- Opening Delimiter -

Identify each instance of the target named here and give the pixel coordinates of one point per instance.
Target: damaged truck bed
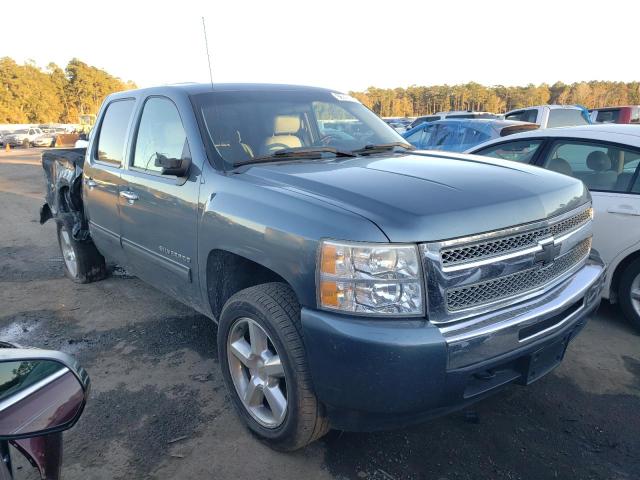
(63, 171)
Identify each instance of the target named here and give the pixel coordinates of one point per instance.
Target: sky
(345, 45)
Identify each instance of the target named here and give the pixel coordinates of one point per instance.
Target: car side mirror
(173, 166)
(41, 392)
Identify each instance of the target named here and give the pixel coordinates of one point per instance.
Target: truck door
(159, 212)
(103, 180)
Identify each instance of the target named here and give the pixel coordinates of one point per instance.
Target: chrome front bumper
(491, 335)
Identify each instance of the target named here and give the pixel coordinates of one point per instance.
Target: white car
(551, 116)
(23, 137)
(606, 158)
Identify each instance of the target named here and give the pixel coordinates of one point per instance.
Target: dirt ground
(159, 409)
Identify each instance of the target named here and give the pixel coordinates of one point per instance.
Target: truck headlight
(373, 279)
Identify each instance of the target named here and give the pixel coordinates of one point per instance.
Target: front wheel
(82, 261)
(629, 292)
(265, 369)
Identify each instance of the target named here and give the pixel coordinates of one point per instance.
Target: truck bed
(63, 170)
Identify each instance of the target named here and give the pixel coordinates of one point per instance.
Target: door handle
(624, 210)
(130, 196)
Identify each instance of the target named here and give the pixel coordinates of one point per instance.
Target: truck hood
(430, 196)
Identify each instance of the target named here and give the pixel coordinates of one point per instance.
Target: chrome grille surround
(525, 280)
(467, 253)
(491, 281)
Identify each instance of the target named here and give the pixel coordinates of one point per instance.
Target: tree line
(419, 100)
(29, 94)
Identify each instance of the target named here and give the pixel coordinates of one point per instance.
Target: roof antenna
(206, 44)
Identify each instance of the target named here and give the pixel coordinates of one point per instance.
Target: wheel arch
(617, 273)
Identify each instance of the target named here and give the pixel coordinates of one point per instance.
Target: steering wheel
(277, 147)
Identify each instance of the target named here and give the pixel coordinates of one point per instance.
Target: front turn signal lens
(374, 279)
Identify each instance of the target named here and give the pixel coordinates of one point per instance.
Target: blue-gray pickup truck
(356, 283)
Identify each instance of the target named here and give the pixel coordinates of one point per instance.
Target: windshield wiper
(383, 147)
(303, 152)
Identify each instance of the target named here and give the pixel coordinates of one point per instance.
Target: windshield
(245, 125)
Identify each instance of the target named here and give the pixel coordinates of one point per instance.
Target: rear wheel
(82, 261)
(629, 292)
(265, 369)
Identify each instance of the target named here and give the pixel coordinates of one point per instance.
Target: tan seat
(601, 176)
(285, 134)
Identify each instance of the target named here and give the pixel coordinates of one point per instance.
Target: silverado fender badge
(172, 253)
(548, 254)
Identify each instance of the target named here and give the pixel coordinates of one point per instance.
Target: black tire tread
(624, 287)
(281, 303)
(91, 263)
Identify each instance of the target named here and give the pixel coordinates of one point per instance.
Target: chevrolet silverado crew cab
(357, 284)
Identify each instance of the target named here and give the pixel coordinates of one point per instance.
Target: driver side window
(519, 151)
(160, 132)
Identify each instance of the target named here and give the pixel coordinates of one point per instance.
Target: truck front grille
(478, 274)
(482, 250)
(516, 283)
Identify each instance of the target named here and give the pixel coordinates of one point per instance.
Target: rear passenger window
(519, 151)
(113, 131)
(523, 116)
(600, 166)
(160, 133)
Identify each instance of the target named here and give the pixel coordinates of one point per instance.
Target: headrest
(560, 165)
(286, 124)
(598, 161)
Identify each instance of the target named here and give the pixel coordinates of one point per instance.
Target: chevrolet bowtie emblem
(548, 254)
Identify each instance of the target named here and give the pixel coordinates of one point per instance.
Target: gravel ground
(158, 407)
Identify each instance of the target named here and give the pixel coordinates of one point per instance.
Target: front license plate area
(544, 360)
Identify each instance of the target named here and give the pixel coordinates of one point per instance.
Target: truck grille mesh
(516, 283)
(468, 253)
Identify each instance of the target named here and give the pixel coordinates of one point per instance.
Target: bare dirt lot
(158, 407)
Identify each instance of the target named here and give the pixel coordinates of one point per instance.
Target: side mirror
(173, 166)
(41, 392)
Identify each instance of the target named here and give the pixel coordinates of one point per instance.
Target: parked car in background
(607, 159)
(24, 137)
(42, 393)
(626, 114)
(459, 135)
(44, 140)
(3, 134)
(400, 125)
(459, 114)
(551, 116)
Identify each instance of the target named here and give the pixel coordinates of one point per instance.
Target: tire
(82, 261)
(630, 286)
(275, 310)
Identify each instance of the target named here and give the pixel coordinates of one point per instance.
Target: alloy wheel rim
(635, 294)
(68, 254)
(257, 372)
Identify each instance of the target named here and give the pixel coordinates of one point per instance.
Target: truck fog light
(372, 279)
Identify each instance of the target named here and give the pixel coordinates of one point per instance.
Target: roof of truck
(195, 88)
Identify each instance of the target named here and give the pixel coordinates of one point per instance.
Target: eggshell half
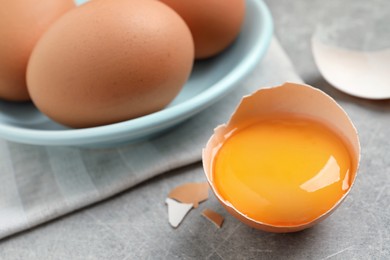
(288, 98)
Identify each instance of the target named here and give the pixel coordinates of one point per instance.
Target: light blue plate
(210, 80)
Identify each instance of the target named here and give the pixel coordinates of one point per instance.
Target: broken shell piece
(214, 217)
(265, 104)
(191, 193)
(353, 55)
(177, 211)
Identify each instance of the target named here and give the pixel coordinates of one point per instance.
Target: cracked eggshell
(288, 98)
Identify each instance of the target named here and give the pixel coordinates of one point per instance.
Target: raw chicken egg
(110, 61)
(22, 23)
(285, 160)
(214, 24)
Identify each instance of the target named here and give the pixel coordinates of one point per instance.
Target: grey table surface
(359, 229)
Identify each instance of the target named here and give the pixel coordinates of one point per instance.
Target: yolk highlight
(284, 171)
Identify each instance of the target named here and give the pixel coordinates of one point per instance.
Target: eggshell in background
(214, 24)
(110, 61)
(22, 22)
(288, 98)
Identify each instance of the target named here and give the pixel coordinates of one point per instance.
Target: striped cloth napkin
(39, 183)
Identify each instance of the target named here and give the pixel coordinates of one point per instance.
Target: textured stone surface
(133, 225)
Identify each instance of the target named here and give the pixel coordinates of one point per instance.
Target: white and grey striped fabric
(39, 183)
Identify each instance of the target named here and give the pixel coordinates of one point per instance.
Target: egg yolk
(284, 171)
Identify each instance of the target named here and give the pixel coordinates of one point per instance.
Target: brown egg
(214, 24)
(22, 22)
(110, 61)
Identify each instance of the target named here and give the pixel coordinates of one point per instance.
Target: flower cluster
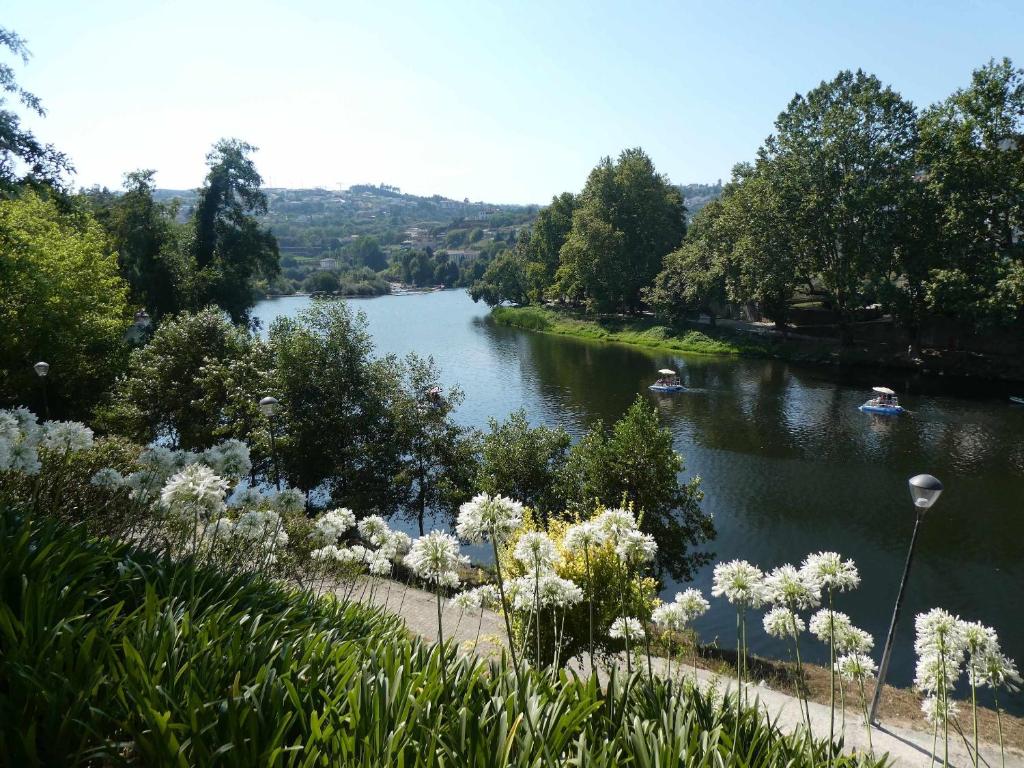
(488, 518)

- Closing Delimiter -

-- AIM OF THE TASK --
Reproduce the listing exactly, images omitted.

-- WRITTEN ANSWER --
Identify each instance of the target named here and give the pixel coordinates of one point per instance.
Target: damaged truck bed
(63, 171)
Identify each instance of the target named here and give the pixel coordinates of one point per instance.
Target: sky
(345, 45)
Identify each instance of the target named here and give the pixel coordinates of one point per instance.
Target: car side mirror
(173, 166)
(41, 392)
Identify each instance of the target named here and give the pixel coordinates of one point per instance.
Target: truck door
(159, 212)
(103, 180)
Identify each instance of the target named here and give the pixel coordinates of one point per instance.
Target: chrome front bumper
(491, 335)
Identify each instance of the target named here and give the pixel coordinates of one point per instance.
Target: white car
(551, 116)
(23, 137)
(606, 158)
Identify each instance of the target named here and give the pixel coordinates of one point per instance.
Target: dirt ground
(159, 409)
Identify each instance of the target named here and give the pixel coordinates of one point per instance.
Target: truck headlight
(373, 279)
Identify each instance of the target named here and give the pixel coordinates of one point per instance.
Target: front wheel
(82, 261)
(629, 292)
(265, 369)
Identify each instance of the target named here and give the pixel coordinates of one point per instance.
Target: truck bed
(63, 170)
Identify each instance of the target named here and give the pixel coordinates of one point per instance.
Target: door handle
(624, 210)
(130, 196)
Identify each instance of the target named here and give the pixel coordinates of one point per instance.
Target: truck hood
(430, 196)
Identify each instance of the target named here and give the pixel coordinates of one point per instance.
Target: chrome grille surround
(525, 280)
(467, 253)
(491, 281)
Identify each instance of the target named here and give the pixel coordinates of one point per instance.
Target: tree line
(419, 100)
(29, 94)
Identify each instance of the target named here and give the pixel coordinates of one point per instance.
Target: roof antenna
(206, 44)
Identify each instance of the target named here and give the pixel coordinates of one point per instance.
Target: wheel arch
(617, 273)
Identify each instance of the target named here and give the pixel coordinates of one point per instance.
Target: steering wheel
(277, 147)
Identify each instance of the target named here and give the pixel coordinates of one point per instance.
Target: front turn signal lens
(374, 279)
Identify each instance of the target named here and give the pixel coordinates of one point per instance.
Target: blue-gray pickup truck
(356, 283)
Identify each instance of the target named here and give the pixel coordinates of one point per instance.
Target: windshield wiper
(383, 147)
(303, 152)
Identify each instance of the target named here and give the pixel coordinates of one point per instance.
Target: windshield
(245, 125)
Identify each instance of the target named here and give the pixel coordinates of one point per instance.
Target: rear wheel
(82, 261)
(629, 292)
(265, 369)
Identify each instance of the target named here and give the pixel coordinates of one point per instance.
Target: tan seat
(601, 176)
(285, 134)
Identify each instance of the target named here and give the pixel coordinates of one point per instance.
Target: silverado fender badge
(172, 253)
(548, 254)
Identify each instance of the target named here and give the pixel coordinates of one point per instance.
Target: black tire tread
(624, 287)
(281, 303)
(91, 263)
Identify each instance of the target named here and give the pixel coordinates of one point per instance.
Target: chevrolet silverado crew cab
(357, 284)
Identify each instance of the target named here and give the pixel coordinates of one point per instance.
Target: driver side window
(519, 151)
(160, 132)
Identify each instance of the target named here and give the pixel coordinates of one point per instance.
Target: truck front grille
(478, 274)
(482, 250)
(516, 283)
Identify each instance of the target named here and give the pixel coordinates of one point per instance.
Target: rear passenger window
(519, 151)
(113, 131)
(523, 116)
(600, 166)
(160, 133)
Identify each instance of the target named here and give the pixel coordinates of one point per instance.
Target: headrest
(560, 165)
(286, 124)
(598, 161)
Identify each instance of the target named here and give the pixel coordinates of one point per instance.
Target: chevrolet bowtie emblem
(548, 254)
Identify each instance of the target named here and give the pixel coordinates of one point per instance.
Target: gravel ground
(158, 407)
Identify each instance of the target named here and give the pixel coordinates of one point per instance.
Target: front license plate area
(544, 360)
Identify each instance of the target named here and give the pixel coordinates of one point per instance.
Target: truck grille mesh
(516, 283)
(468, 253)
Identify each instance of the target named here and give the pixel coordinates of one point per instance.
Target: bare dirt lot
(158, 407)
Identify each instance of the target named here and give the pixel coordinates of one point per instance.
Target: side mirror
(173, 166)
(41, 392)
Identify each instance of the target named here and give the pixel coordinates of one point per instance.
Target: parked car in background
(607, 159)
(24, 137)
(42, 393)
(626, 114)
(459, 135)
(44, 140)
(3, 134)
(400, 125)
(459, 114)
(551, 116)
Identify each instance of the target named here and give the pixel coordinates of one point per instance.
Target: tire
(82, 261)
(630, 286)
(275, 310)
Identify each instance of the target named here and give the pixel coordinates of one point per instance.
Target: alloy wheel rim
(635, 294)
(68, 254)
(257, 372)
Identify each instance of the target named here and give the pixel coordinates of one point per instance.
Target: truck fog light
(372, 279)
Identify each instance of the target named here and give the pixel coordinates of one point per instance.
Target: roof of truck
(195, 88)
Identify each instance of the target named here and give the pixel coordinates of one point per instance.
Target: eggshell half
(288, 98)
Identify each instance of the target named here and give the pixel coordinates of one point per instance.
Target: light blue plate
(210, 80)
Identify each instance of the target named here and give the pixel coordinates of one point per instance.
Target: broken shell piece
(214, 217)
(265, 104)
(191, 193)
(353, 55)
(177, 211)
Identify each instance of the target named here and give the pixel coordinates of one point per instance.
Target: cracked eggshell
(288, 98)
Identify each instance of the target named here and give the pixel coordinates of one point per instance.
Target: raw chicken egg
(110, 61)
(22, 23)
(285, 160)
(214, 24)
Identify each instance of the target named here and give the pixel coordinates of one point per instance.
Target: grey table surface
(359, 229)
Identify each instance of the target named here and give the pixel coordinates of one point per instance.
Target: yolk highlight
(284, 171)
Identify each instance of the target named here and give the pixel coordinates of one point per instance.
Target: eggshell in background
(214, 24)
(110, 61)
(22, 22)
(288, 98)
Identify each instance of the target named here and give the pixel coordinates of one point per instance.
Target: striped cloth napkin
(39, 183)
Identify each instance of the target named here and give the pixel coordinates of one point per instance.
Target: textured stone surface
(133, 225)
Identify each instance of the target named here and give the pixel coordinates of one point per instance.
Target: white and grey striped fabric
(39, 183)
Identify each instance of the target named here and give the pixel coordinates of one point per instance.
Target: egg yolk
(284, 171)
Identify each instance of the target named here and give the pixel coordinates of one point per instance.
Target: brown egg
(214, 24)
(22, 22)
(110, 61)
Identify each instance of the target named here and give the pixel coordinates of one point per instance.
Target: flower cluster
(488, 518)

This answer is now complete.